* _Tasks to complete_:
• A. In the IKEA passage, quote the text between "Cost control was" and "what it costs’.", inclusive.
• B. Translate this sentence from the IKEA passage into Spanish: "IKEA challenged convention in its choice of raw materials: in the 1960s, the company led the trend to replace teak with less costly oak materials, and in the 1970s it championed acceptance of inexpensive pinewood furniture."
• C. Carry on with the passage about IKEA's cost control and store design, starting after its final sentence.

* _Reading text_:

IKEA challenged convention in its choice of raw materials: in the 1960s,
the company led the trend to replace teak with less costly oak materials,
and in the 1970s it championed acceptance of inexpensive pinewood
furniture.
Cost control was paramount – company mythology relates the stories
of Kamprad driving around a city at night in order to find an
appropriately economical hotel and preventing a senior executive from
flying first-class to an important meeting. IKEA’s value statement,
Testament of a Furniture Dealer, which Kamprad wrote in 1976 to
communicate the IKEA vision within an increasingly dispersed
organisation, stressed that ‘expensive solutions . . . are often signs of
mediocrity. We have no interest in a solution until we know what it costs’.
The company website promotes the IKEA value of ‘finding simple
solutions, scrimping and saving in every direction. Except on ideas’.
The IKEA retail experience was standardised with a strict conformance
to a tight specification, whether it applied to in-store displays, the traffic
flow, which maximised customers’ exposure to products by taking them
through a four-leafed clover pattern, or in-store facilities.

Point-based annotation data

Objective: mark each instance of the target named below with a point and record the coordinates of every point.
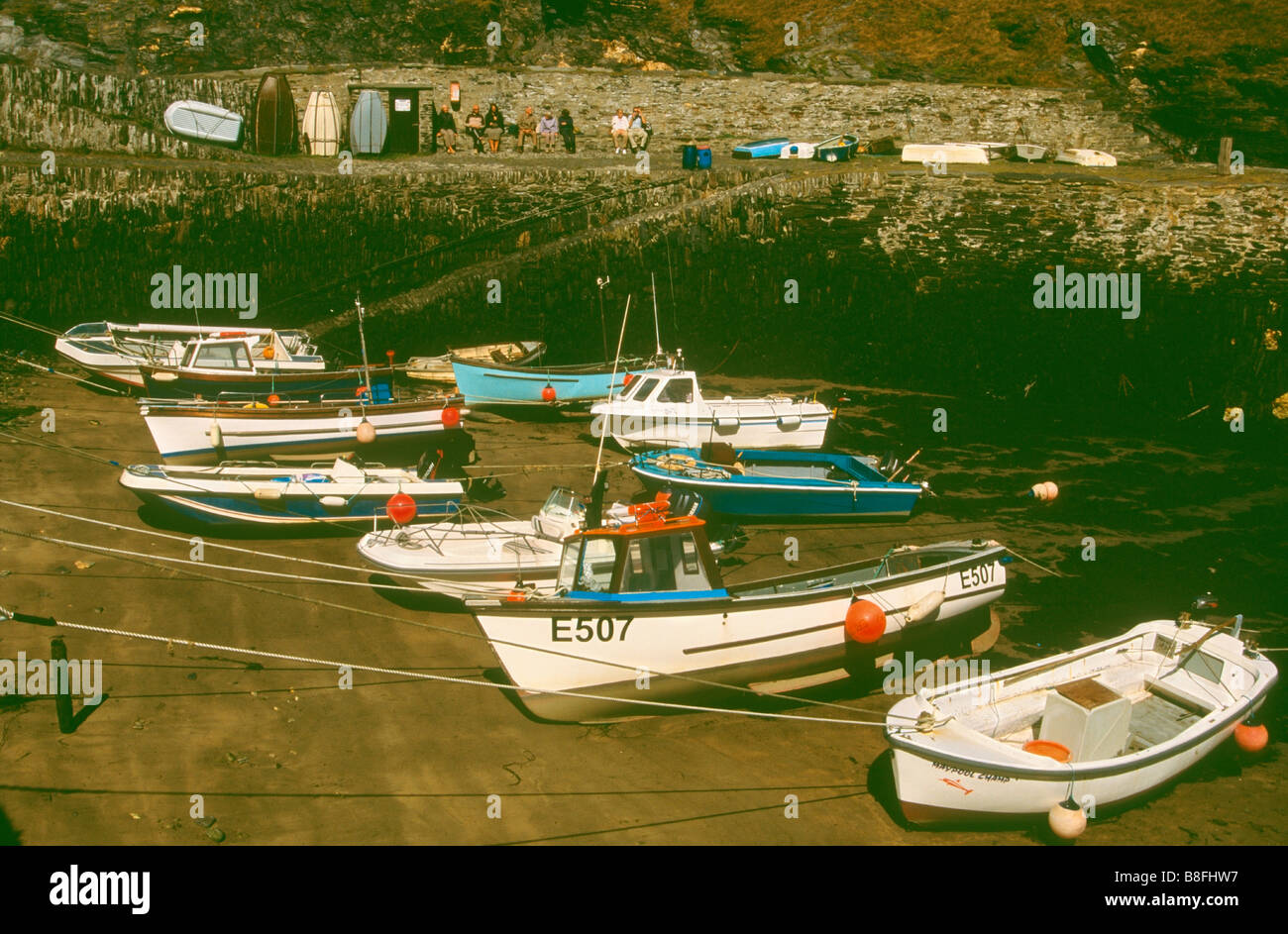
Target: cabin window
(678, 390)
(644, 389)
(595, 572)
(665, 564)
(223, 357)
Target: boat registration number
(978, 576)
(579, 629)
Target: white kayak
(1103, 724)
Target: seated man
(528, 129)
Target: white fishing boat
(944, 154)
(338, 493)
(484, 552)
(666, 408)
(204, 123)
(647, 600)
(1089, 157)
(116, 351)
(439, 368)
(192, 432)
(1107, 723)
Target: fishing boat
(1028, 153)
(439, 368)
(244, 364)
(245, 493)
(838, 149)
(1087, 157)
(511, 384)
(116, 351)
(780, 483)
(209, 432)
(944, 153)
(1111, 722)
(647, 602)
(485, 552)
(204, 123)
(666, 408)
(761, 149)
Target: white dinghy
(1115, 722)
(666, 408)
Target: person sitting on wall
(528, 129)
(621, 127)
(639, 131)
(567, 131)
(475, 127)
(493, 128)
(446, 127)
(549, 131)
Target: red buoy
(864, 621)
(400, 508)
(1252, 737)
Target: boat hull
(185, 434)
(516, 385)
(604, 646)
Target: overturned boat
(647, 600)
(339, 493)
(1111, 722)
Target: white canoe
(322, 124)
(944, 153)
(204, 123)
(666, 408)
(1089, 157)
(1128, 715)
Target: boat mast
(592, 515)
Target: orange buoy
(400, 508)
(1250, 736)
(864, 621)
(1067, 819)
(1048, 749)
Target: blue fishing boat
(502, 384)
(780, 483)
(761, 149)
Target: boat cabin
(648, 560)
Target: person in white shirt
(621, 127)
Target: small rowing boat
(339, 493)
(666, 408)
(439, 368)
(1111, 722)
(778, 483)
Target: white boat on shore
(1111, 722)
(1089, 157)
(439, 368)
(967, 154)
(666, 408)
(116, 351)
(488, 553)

* _Results for the exercise_:
• A.
Cost control was paramount – company mythology relates the stories
of Kamprad driving around a city at night in order to find an
appropriately economical hotel and preventing a senior executive from
flying first-class to an important meeting. IKEA’s value statement,
Testament of a Furniture Dealer, which Kamprad wrote in 1976 to
communicate the IKEA vision within an increasingly dispersed
organisation, stressed that ‘expensive solutions . . . are often signs of
mediocrity. We have no interest in a solution until we know what it costs’.

• B. IKEA desafió las convenciones en su elección de materias primas: en la década de 1960, la empresa encabezó la tendencia de sustituir la teca por materiales de roble menos costosos, y en la década de 1970 impulsó la aceptación de los muebles económicos de madera de pino.

• C.
Unlike traditional furniture retailers who relied heavily on in-store sales
as a key promotion tool, Kamprad followed an aggressive and
unconventional marketing strategy to pull customers into the stores,
where displays, catalogues and good layout combined into highly cost-
effective ‘silent salesmen’. Advertisements consistently positioned IKEA
as a non-conformist within the industry.
New store openings were rolled out with military-style precision, with
three distinct waves of activity: a ‘construction’ phase to establish the
new store, a ‘build-up’ team to ready the staff and operations for
opening, and an ‘operations’ phase which would kick in around one year
after store opening. Where innovations in individual stores such as in-
store cafés and supervised play areas for children were successful, they
were progressively implemented across the retail network.